--- start of TEXT BLOCK ---

# New Mini SUV Concept



## ggoodlife (May 18, 2009)

Personnally I think it looks pretty awesome. Maybe this can be the Wife's next ride.....

http://eastbounddown.com/2009/12/mini-suv-gets-closer/


----------



## mullman (Jan 5, 2006)

I don't get it...

But then again, I don't understand Porsche or BMW SUVs either.
And don't get me started on the 5erGT - WTH?


----------



## Billd104 (Aug 30, 2006)

mullman said:


> I don't get it...
> 
> But then again, I don't understand Porsche or BMW SUVs either.
> And don't get me started on the 5erGT - WTH?


:rofl::rofl::thumbup:

5erGT... saw one... drove one... :dunno:


----------



## ggoodlife (May 18, 2009)

Yeah the 5 GT I don't really get, but I like the Mini SUV idea.

Mini needs to sell more than one type of car to be profitable and have a reason to have dealerships. ANd the idea of a small fun SUV seems to make sense to me.


----------



## JMK (Apr 6, 2002)

I like it! On the fence about getting a clubman and now I am going to wait to see this vehicle!


----------



## cubed (Oct 30, 2008)

I am hoping the Crossman -- I think that was the name I saw somewhere -- gets put inot production in the next few years as my X3 replacement. I believe it will be built on the old X3 line at Magna Steyr when the next gen X3 gets moved to US. I think a small suv makes great sense and the if it retains some of the mini's driving dynamics it'll be a blast. AND I hope and trust it will be available with a manual transmission -- unlike all of BMW's next gen SUV's.


----------

--- end of TEXT BLOCK ---

SHORT PROBLEM A:
According to cubed in the forum thread, where will the Crossman be built?
The entries that follow have no connection to the forum thread.

--- start of EXCERPTED DATA ---

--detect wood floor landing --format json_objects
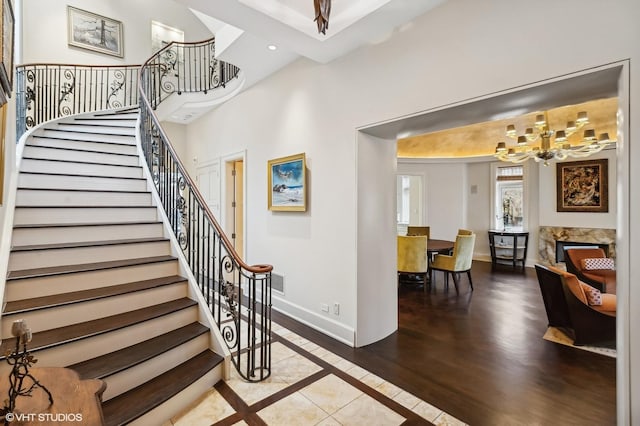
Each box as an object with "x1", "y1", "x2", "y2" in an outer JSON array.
[{"x1": 273, "y1": 262, "x2": 616, "y2": 426}]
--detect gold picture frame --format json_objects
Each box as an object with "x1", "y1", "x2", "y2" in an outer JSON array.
[
  {"x1": 267, "y1": 153, "x2": 307, "y2": 212},
  {"x1": 67, "y1": 6, "x2": 124, "y2": 58},
  {"x1": 556, "y1": 158, "x2": 609, "y2": 213}
]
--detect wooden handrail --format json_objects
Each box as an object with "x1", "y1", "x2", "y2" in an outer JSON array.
[{"x1": 138, "y1": 38, "x2": 273, "y2": 274}]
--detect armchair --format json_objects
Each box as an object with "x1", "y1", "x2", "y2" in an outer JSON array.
[
  {"x1": 398, "y1": 235, "x2": 428, "y2": 285},
  {"x1": 429, "y1": 234, "x2": 476, "y2": 292},
  {"x1": 564, "y1": 248, "x2": 616, "y2": 294},
  {"x1": 536, "y1": 265, "x2": 616, "y2": 347}
]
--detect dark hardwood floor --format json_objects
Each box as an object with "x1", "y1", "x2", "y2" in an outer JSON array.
[{"x1": 273, "y1": 262, "x2": 616, "y2": 425}]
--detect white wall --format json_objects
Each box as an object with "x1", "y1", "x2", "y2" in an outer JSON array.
[
  {"x1": 162, "y1": 121, "x2": 189, "y2": 165},
  {"x1": 182, "y1": 0, "x2": 640, "y2": 423},
  {"x1": 398, "y1": 159, "x2": 468, "y2": 240},
  {"x1": 188, "y1": 0, "x2": 638, "y2": 346},
  {"x1": 22, "y1": 0, "x2": 211, "y2": 65}
]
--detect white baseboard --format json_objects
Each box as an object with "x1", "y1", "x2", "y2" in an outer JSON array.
[{"x1": 272, "y1": 295, "x2": 356, "y2": 347}]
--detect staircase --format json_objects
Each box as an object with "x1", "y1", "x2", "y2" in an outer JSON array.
[{"x1": 0, "y1": 110, "x2": 223, "y2": 425}]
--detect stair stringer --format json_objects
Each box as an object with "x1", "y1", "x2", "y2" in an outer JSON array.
[{"x1": 136, "y1": 113, "x2": 232, "y2": 381}]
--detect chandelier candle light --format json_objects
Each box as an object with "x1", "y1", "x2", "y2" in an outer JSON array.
[{"x1": 494, "y1": 111, "x2": 614, "y2": 166}]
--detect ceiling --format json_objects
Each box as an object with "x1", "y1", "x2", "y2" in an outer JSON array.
[
  {"x1": 176, "y1": 0, "x2": 446, "y2": 87},
  {"x1": 170, "y1": 0, "x2": 620, "y2": 158}
]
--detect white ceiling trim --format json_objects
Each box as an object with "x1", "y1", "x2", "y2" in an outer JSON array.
[{"x1": 238, "y1": 0, "x2": 391, "y2": 42}]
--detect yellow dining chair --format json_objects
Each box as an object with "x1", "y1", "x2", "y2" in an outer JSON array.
[
  {"x1": 407, "y1": 226, "x2": 431, "y2": 239},
  {"x1": 429, "y1": 234, "x2": 476, "y2": 292},
  {"x1": 398, "y1": 235, "x2": 429, "y2": 288}
]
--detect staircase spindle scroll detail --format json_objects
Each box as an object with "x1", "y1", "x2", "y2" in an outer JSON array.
[
  {"x1": 16, "y1": 64, "x2": 140, "y2": 139},
  {"x1": 139, "y1": 40, "x2": 273, "y2": 382}
]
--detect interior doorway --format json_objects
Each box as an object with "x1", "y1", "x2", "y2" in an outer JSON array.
[{"x1": 224, "y1": 159, "x2": 244, "y2": 258}]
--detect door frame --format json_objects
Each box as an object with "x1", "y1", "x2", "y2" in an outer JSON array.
[{"x1": 220, "y1": 150, "x2": 248, "y2": 260}]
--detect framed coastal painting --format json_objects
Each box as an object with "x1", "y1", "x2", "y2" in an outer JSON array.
[
  {"x1": 556, "y1": 159, "x2": 609, "y2": 213},
  {"x1": 267, "y1": 153, "x2": 307, "y2": 212},
  {"x1": 0, "y1": 0, "x2": 15, "y2": 97},
  {"x1": 67, "y1": 6, "x2": 124, "y2": 58}
]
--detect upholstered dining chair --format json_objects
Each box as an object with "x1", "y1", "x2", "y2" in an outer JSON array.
[
  {"x1": 429, "y1": 234, "x2": 476, "y2": 292},
  {"x1": 407, "y1": 226, "x2": 431, "y2": 239},
  {"x1": 398, "y1": 235, "x2": 429, "y2": 288}
]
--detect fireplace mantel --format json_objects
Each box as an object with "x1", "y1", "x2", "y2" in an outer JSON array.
[{"x1": 538, "y1": 226, "x2": 616, "y2": 265}]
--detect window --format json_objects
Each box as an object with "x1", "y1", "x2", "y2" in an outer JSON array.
[
  {"x1": 494, "y1": 166, "x2": 525, "y2": 230},
  {"x1": 396, "y1": 175, "x2": 424, "y2": 235}
]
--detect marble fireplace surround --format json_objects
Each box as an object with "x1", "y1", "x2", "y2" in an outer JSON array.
[{"x1": 538, "y1": 226, "x2": 616, "y2": 265}]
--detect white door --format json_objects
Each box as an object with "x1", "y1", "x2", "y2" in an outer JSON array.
[{"x1": 196, "y1": 161, "x2": 221, "y2": 222}]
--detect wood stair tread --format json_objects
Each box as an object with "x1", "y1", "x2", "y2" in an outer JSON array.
[
  {"x1": 13, "y1": 220, "x2": 162, "y2": 229},
  {"x1": 11, "y1": 237, "x2": 169, "y2": 252},
  {"x1": 34, "y1": 129, "x2": 136, "y2": 137},
  {"x1": 68, "y1": 322, "x2": 209, "y2": 380},
  {"x1": 0, "y1": 297, "x2": 198, "y2": 359},
  {"x1": 17, "y1": 186, "x2": 151, "y2": 193},
  {"x1": 57, "y1": 122, "x2": 136, "y2": 130},
  {"x1": 22, "y1": 157, "x2": 142, "y2": 169},
  {"x1": 25, "y1": 144, "x2": 139, "y2": 160},
  {"x1": 7, "y1": 256, "x2": 177, "y2": 281},
  {"x1": 3, "y1": 275, "x2": 186, "y2": 316},
  {"x1": 102, "y1": 350, "x2": 222, "y2": 426},
  {"x1": 20, "y1": 171, "x2": 147, "y2": 181},
  {"x1": 29, "y1": 135, "x2": 136, "y2": 146},
  {"x1": 16, "y1": 205, "x2": 157, "y2": 209}
]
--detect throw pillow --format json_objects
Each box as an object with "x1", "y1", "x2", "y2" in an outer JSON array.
[
  {"x1": 580, "y1": 282, "x2": 602, "y2": 306},
  {"x1": 580, "y1": 257, "x2": 616, "y2": 271}
]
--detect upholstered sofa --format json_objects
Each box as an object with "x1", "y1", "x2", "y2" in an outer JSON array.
[
  {"x1": 536, "y1": 265, "x2": 616, "y2": 347},
  {"x1": 564, "y1": 248, "x2": 616, "y2": 294}
]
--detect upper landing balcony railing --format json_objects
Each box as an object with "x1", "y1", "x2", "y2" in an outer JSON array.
[
  {"x1": 16, "y1": 39, "x2": 273, "y2": 381},
  {"x1": 16, "y1": 39, "x2": 240, "y2": 139}
]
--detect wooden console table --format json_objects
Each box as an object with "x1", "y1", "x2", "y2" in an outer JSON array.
[
  {"x1": 0, "y1": 367, "x2": 106, "y2": 426},
  {"x1": 489, "y1": 230, "x2": 529, "y2": 269}
]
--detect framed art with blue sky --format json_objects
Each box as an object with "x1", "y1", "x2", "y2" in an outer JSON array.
[{"x1": 267, "y1": 153, "x2": 307, "y2": 212}]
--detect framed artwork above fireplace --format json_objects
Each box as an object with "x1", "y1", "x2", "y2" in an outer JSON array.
[{"x1": 556, "y1": 159, "x2": 609, "y2": 213}]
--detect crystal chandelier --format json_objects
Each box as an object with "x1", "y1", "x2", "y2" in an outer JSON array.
[{"x1": 494, "y1": 111, "x2": 613, "y2": 166}]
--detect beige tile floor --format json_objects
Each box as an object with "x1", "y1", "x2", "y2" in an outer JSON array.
[{"x1": 165, "y1": 323, "x2": 464, "y2": 426}]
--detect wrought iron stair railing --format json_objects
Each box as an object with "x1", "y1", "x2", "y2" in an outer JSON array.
[
  {"x1": 16, "y1": 64, "x2": 140, "y2": 140},
  {"x1": 139, "y1": 40, "x2": 273, "y2": 381},
  {"x1": 16, "y1": 39, "x2": 273, "y2": 382}
]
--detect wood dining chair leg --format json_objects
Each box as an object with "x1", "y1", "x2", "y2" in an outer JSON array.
[{"x1": 451, "y1": 272, "x2": 460, "y2": 293}]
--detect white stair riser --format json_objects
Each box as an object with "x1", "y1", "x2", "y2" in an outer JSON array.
[
  {"x1": 29, "y1": 138, "x2": 138, "y2": 155},
  {"x1": 18, "y1": 173, "x2": 147, "y2": 191},
  {"x1": 102, "y1": 334, "x2": 209, "y2": 401},
  {"x1": 20, "y1": 158, "x2": 143, "y2": 178},
  {"x1": 5, "y1": 261, "x2": 178, "y2": 301},
  {"x1": 11, "y1": 223, "x2": 164, "y2": 246},
  {"x1": 37, "y1": 129, "x2": 135, "y2": 143},
  {"x1": 14, "y1": 207, "x2": 158, "y2": 225},
  {"x1": 72, "y1": 117, "x2": 137, "y2": 127},
  {"x1": 16, "y1": 189, "x2": 152, "y2": 206},
  {"x1": 0, "y1": 306, "x2": 198, "y2": 370},
  {"x1": 9, "y1": 241, "x2": 171, "y2": 271},
  {"x1": 128, "y1": 364, "x2": 222, "y2": 426},
  {"x1": 56, "y1": 121, "x2": 136, "y2": 136},
  {"x1": 2, "y1": 283, "x2": 187, "y2": 336},
  {"x1": 23, "y1": 146, "x2": 140, "y2": 166}
]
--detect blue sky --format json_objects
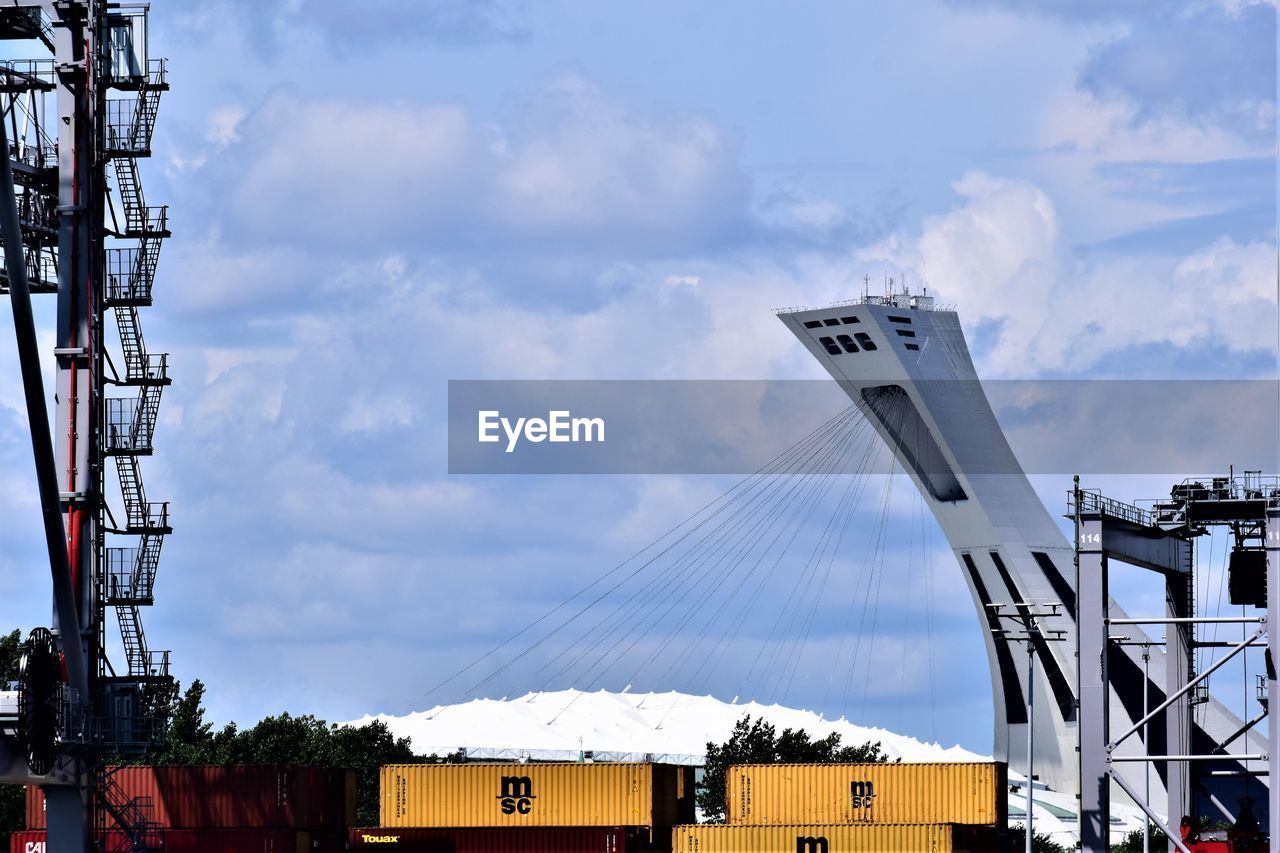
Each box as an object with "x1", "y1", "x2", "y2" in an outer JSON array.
[{"x1": 0, "y1": 0, "x2": 1277, "y2": 749}]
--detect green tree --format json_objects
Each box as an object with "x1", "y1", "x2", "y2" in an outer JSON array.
[
  {"x1": 0, "y1": 630, "x2": 26, "y2": 850},
  {"x1": 1111, "y1": 824, "x2": 1169, "y2": 853},
  {"x1": 150, "y1": 680, "x2": 449, "y2": 826},
  {"x1": 1007, "y1": 824, "x2": 1070, "y2": 853},
  {"x1": 696, "y1": 715, "x2": 888, "y2": 824}
]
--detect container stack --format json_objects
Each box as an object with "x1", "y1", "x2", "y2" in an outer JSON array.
[
  {"x1": 10, "y1": 766, "x2": 356, "y2": 853},
  {"x1": 672, "y1": 762, "x2": 1009, "y2": 853},
  {"x1": 351, "y1": 763, "x2": 694, "y2": 853}
]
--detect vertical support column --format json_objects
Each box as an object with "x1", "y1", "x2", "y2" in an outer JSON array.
[
  {"x1": 1265, "y1": 507, "x2": 1280, "y2": 847},
  {"x1": 1075, "y1": 515, "x2": 1111, "y2": 853},
  {"x1": 54, "y1": 3, "x2": 100, "y2": 657},
  {"x1": 45, "y1": 772, "x2": 93, "y2": 853},
  {"x1": 1167, "y1": 542, "x2": 1196, "y2": 826}
]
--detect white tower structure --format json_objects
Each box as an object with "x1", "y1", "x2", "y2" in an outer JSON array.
[{"x1": 778, "y1": 292, "x2": 1266, "y2": 827}]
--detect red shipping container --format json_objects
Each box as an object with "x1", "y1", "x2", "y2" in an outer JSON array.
[
  {"x1": 9, "y1": 830, "x2": 307, "y2": 853},
  {"x1": 27, "y1": 766, "x2": 355, "y2": 831},
  {"x1": 349, "y1": 826, "x2": 650, "y2": 853}
]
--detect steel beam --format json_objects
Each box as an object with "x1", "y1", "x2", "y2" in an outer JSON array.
[
  {"x1": 1075, "y1": 515, "x2": 1111, "y2": 853},
  {"x1": 1266, "y1": 507, "x2": 1280, "y2": 847},
  {"x1": 1111, "y1": 774, "x2": 1192, "y2": 853},
  {"x1": 0, "y1": 64, "x2": 88, "y2": 695},
  {"x1": 1167, "y1": 550, "x2": 1192, "y2": 822},
  {"x1": 1101, "y1": 515, "x2": 1190, "y2": 574}
]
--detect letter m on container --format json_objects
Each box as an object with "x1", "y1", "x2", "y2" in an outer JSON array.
[{"x1": 498, "y1": 776, "x2": 538, "y2": 815}]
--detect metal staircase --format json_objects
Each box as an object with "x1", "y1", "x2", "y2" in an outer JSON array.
[
  {"x1": 95, "y1": 768, "x2": 164, "y2": 853},
  {"x1": 102, "y1": 36, "x2": 172, "y2": 696},
  {"x1": 0, "y1": 0, "x2": 172, "y2": 853}
]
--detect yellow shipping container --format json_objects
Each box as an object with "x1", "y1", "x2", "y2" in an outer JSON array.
[
  {"x1": 671, "y1": 824, "x2": 1000, "y2": 853},
  {"x1": 379, "y1": 763, "x2": 694, "y2": 827},
  {"x1": 724, "y1": 762, "x2": 1009, "y2": 826}
]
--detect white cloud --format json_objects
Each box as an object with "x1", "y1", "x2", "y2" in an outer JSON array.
[
  {"x1": 861, "y1": 174, "x2": 1277, "y2": 377},
  {"x1": 211, "y1": 76, "x2": 748, "y2": 254},
  {"x1": 1039, "y1": 90, "x2": 1275, "y2": 164}
]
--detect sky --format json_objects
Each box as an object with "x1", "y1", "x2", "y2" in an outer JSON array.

--- end of EXCERPTED DATA ---

SHORT PROBLEM B:
Collect every line of the entries that contains the string "container".

SOLUTION A:
On the old X3 line at Magna Steyr.

SOLUTION B:
--detect container stack --format json_objects
--detect red shipping container --format json_objects
--detect letter m on container --format json_objects
--detect yellow shipping container --format json_objects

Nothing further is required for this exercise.